— start MATERIALS PROVIDED —
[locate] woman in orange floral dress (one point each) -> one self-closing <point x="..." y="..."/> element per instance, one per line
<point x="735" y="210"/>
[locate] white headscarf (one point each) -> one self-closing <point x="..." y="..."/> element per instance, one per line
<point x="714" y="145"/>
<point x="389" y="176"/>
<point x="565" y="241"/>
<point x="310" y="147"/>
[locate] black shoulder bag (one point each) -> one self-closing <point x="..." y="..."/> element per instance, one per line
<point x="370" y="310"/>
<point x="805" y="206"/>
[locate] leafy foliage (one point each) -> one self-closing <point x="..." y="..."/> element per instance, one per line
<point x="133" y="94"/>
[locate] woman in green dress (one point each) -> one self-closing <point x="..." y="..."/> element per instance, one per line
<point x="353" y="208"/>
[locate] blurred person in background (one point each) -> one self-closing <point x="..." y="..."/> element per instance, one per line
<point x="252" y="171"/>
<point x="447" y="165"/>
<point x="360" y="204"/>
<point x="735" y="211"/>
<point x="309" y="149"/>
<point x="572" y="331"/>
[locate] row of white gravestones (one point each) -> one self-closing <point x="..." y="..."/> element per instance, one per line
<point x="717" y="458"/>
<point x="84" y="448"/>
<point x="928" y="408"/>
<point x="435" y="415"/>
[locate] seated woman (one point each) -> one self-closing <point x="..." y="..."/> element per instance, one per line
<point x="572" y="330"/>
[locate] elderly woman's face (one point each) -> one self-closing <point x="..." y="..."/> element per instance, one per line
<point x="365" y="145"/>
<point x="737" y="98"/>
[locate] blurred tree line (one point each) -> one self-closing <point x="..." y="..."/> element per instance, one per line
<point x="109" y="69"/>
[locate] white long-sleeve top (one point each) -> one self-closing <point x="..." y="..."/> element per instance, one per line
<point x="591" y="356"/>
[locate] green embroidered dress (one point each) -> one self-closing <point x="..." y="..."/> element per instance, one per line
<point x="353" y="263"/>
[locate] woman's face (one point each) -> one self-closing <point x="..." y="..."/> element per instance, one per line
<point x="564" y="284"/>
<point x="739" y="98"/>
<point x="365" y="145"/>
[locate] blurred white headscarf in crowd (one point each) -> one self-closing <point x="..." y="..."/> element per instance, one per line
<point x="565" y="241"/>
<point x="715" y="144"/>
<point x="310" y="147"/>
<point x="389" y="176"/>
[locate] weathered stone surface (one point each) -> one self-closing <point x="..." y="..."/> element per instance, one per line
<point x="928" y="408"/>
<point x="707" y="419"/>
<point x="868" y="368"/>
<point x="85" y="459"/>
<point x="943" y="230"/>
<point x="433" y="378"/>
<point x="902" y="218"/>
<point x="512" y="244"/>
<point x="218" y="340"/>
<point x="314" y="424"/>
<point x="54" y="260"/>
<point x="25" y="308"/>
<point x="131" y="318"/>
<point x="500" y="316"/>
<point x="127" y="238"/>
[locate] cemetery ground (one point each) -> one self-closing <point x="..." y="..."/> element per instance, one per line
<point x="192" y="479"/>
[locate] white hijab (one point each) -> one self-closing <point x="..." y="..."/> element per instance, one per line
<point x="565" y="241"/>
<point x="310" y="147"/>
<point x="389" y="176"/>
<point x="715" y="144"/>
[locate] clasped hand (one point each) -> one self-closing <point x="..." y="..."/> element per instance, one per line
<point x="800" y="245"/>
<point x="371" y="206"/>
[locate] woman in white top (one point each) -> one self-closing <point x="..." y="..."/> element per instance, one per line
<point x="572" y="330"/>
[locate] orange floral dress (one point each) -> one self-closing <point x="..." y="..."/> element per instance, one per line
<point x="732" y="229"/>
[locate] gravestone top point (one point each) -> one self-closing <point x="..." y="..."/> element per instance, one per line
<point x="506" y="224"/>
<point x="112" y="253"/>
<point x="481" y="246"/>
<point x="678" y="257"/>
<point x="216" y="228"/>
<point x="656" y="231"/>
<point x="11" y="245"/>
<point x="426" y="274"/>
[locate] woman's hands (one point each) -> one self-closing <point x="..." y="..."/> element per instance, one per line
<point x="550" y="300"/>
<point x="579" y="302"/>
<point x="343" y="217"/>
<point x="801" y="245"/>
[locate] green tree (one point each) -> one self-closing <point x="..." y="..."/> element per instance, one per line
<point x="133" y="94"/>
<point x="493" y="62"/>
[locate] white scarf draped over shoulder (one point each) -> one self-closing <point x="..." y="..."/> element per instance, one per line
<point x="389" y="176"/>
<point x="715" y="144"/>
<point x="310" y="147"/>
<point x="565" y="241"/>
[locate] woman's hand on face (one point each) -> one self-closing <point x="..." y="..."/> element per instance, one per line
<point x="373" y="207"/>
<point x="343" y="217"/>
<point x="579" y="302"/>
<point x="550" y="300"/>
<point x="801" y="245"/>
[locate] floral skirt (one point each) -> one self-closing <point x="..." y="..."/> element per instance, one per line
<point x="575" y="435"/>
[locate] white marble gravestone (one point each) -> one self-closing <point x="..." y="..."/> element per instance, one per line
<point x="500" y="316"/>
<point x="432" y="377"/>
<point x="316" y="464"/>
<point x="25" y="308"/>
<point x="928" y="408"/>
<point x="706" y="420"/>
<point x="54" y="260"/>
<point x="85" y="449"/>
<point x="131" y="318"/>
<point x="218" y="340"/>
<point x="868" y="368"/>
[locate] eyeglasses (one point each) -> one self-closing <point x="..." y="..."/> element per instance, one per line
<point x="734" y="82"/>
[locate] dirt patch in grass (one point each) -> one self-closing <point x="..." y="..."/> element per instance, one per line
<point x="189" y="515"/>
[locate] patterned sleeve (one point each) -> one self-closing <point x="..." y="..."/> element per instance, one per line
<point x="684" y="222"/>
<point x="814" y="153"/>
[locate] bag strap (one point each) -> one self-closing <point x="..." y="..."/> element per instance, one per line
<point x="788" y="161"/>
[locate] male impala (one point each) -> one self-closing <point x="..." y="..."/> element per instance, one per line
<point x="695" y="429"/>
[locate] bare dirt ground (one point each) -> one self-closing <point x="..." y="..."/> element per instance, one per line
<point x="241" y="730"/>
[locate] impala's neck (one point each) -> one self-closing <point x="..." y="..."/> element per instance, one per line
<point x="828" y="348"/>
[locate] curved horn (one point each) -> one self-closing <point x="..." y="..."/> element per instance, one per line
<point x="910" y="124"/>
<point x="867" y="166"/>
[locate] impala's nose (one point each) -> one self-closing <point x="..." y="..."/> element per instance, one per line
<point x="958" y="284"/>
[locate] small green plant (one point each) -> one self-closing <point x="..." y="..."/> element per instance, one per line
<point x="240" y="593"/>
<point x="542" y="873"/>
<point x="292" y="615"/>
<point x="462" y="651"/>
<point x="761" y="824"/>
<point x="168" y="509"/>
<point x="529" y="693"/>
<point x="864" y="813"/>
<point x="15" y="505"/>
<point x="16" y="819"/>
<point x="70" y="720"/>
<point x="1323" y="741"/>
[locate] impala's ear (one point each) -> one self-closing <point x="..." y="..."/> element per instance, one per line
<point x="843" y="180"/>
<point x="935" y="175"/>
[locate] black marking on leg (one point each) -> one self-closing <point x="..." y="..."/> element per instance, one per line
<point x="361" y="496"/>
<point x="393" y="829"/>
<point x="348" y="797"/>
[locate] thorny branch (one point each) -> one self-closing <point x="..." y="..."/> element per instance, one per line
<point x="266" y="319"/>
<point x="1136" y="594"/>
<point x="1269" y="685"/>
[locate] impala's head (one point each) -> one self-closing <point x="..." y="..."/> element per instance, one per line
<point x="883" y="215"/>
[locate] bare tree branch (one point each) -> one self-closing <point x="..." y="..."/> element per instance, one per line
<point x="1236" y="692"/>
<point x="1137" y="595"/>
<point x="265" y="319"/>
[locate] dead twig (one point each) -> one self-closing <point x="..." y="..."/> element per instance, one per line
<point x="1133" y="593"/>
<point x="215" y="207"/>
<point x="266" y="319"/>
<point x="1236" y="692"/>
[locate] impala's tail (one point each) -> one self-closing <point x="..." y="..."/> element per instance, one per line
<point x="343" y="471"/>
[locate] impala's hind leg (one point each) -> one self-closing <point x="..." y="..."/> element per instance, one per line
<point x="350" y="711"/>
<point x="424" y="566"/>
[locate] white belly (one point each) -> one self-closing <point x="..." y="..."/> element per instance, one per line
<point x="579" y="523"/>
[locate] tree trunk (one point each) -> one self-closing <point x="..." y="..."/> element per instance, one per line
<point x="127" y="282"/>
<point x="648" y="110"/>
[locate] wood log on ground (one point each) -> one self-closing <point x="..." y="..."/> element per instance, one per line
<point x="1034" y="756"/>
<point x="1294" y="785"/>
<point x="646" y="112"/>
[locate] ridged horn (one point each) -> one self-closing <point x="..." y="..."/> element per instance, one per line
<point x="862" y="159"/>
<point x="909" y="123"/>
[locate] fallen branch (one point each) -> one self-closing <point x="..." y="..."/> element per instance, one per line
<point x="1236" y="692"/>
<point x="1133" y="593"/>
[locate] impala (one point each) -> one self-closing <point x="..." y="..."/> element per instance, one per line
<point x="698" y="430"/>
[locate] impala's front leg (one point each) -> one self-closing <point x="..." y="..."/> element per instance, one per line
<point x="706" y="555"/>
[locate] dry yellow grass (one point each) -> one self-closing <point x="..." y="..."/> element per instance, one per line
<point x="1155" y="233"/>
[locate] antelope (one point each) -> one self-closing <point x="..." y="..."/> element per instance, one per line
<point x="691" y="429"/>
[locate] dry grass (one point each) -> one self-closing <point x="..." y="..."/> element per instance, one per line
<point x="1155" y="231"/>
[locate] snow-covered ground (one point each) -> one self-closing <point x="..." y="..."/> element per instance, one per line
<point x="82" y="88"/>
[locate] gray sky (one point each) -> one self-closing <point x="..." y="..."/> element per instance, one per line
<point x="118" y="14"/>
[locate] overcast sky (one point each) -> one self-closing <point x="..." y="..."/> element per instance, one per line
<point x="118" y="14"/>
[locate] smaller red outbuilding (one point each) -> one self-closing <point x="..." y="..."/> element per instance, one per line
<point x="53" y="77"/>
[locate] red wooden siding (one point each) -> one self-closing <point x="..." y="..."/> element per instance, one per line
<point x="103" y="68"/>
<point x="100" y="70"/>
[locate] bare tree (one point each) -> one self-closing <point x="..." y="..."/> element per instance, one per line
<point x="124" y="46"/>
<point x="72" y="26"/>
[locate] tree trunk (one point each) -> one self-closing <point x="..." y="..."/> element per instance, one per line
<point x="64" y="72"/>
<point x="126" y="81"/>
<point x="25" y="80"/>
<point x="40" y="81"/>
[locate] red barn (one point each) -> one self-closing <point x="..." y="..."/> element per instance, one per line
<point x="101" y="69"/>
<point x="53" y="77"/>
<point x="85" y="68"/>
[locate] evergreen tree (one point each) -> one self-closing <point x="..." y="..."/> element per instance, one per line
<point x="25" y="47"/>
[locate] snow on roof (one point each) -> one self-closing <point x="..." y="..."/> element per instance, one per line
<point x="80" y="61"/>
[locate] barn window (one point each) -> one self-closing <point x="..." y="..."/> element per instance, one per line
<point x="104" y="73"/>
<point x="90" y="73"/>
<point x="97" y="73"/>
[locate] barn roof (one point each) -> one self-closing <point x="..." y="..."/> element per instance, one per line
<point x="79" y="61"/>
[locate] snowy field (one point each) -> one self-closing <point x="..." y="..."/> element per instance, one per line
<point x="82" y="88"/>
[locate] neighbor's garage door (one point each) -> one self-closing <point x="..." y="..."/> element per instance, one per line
— end MATERIALS PROVIDED —
_DO THIS_. Copy, character for character, the lines from the line that holds "[locate] snow-covered ground" through the final line of the records above.

_ANSWER TO THIS EXERCISE_.
[locate] snow-covered ground (one point each) -> one self-closing <point x="..." y="..."/> element per instance, one per line
<point x="82" y="88"/>
[locate] gray sky (one point each) -> one self-closing <point x="..." y="..."/> element per instance, one per line
<point x="118" y="14"/>
[locate] overcast sky (one point each) -> one self-closing <point x="..." y="..."/> element per instance, one per line
<point x="118" y="14"/>
[locate] smaller red outbuilding (one point each) -> one self-closing <point x="..." y="..."/> element per instance, one per line
<point x="53" y="77"/>
[locate] red wooden siding (one point each) -> one self-closing <point x="..." y="..."/> element per instance, one per line
<point x="103" y="68"/>
<point x="100" y="70"/>
[locate] bare tree (one point each) -> one self-closing <point x="..." y="..."/> element per instance, one per line
<point x="124" y="46"/>
<point x="72" y="26"/>
[locate] tree trunk (one point each) -> one self-closing <point x="..." y="..."/> element per instance, one per line
<point x="64" y="72"/>
<point x="126" y="81"/>
<point x="25" y="80"/>
<point x="40" y="81"/>
[locate] red barn (one point each) -> one self-closing <point x="..." y="..."/> element per instance, one per line
<point x="101" y="69"/>
<point x="53" y="77"/>
<point x="85" y="68"/>
[locate] evergreen tree (one point each) -> one self-closing <point x="..." y="..."/> element per instance, one per line
<point x="25" y="47"/>
[locate] snow on roof (one point each) -> one self-closing <point x="..." y="..."/> element per instance, one per line
<point x="80" y="61"/>
[locate] barn window (one point each) -> one self-closing <point x="..." y="..."/> element per instance, one per line
<point x="104" y="73"/>
<point x="90" y="73"/>
<point x="97" y="73"/>
[locate] barn roof (one point each) -> one self-closing <point x="..." y="..."/> element per instance, one per line
<point x="79" y="61"/>
[locate] snowy field (one point each) -> one self-closing <point x="..." y="..."/> element per instance, one per line
<point x="82" y="88"/>
[locate] neighbor's garage door (one point each) -> one self-closing <point x="..." y="..."/> element per instance, one per line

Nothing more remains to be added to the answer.